_Information shown:_
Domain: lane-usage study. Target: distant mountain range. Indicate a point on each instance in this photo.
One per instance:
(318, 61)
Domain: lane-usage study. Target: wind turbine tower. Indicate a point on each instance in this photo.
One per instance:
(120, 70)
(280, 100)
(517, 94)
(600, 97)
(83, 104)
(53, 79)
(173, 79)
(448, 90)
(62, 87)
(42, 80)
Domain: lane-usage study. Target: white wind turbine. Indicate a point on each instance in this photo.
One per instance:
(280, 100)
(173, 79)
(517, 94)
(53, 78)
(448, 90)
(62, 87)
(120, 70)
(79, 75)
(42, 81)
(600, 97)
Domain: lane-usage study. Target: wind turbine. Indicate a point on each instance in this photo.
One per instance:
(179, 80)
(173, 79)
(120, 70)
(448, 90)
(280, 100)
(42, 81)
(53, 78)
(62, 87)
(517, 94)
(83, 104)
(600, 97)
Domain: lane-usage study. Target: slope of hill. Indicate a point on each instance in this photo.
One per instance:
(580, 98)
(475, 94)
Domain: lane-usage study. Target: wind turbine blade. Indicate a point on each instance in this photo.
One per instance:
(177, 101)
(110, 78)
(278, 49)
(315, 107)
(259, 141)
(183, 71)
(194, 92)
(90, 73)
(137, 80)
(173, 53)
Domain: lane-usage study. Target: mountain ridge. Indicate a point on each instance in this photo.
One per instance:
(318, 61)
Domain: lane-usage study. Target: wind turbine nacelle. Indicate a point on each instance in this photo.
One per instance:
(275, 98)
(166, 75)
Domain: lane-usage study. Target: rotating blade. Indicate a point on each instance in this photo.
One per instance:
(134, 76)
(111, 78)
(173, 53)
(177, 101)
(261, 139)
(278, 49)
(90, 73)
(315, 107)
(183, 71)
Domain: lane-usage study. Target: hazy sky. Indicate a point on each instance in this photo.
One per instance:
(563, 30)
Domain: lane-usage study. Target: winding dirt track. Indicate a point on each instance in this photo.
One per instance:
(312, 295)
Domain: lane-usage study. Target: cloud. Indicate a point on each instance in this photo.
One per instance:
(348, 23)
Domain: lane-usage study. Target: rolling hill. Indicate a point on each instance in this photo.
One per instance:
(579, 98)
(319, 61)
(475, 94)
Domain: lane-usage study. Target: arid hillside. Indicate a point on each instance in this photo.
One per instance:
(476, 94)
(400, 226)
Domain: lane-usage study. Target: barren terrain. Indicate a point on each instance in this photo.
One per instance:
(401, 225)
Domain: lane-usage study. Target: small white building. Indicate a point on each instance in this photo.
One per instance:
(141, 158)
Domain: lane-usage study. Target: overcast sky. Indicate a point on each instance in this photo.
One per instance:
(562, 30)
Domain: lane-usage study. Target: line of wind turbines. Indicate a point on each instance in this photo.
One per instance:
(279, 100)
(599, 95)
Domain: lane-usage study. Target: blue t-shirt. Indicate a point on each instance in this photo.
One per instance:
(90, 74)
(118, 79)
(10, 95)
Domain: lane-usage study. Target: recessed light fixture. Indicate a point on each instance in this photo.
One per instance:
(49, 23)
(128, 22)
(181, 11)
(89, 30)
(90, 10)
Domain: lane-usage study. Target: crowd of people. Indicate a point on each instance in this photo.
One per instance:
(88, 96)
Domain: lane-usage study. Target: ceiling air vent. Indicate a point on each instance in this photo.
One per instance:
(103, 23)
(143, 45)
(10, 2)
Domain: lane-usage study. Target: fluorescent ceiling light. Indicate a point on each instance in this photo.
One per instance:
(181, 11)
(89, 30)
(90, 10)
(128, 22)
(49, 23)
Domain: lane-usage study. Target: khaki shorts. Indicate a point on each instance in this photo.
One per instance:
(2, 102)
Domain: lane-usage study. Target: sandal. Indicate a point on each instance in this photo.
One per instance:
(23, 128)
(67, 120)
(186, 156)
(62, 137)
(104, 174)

_What you need to do:_
Please report every line of the listing that contains the string "white".

_Solution to the problem:_
Domain: lane-usage study. Target: white wind turbine. Indicate a point on each instance in this photo.
Domain: lane-usage study. Target: small white building. Indicate a point on each instance in this photo.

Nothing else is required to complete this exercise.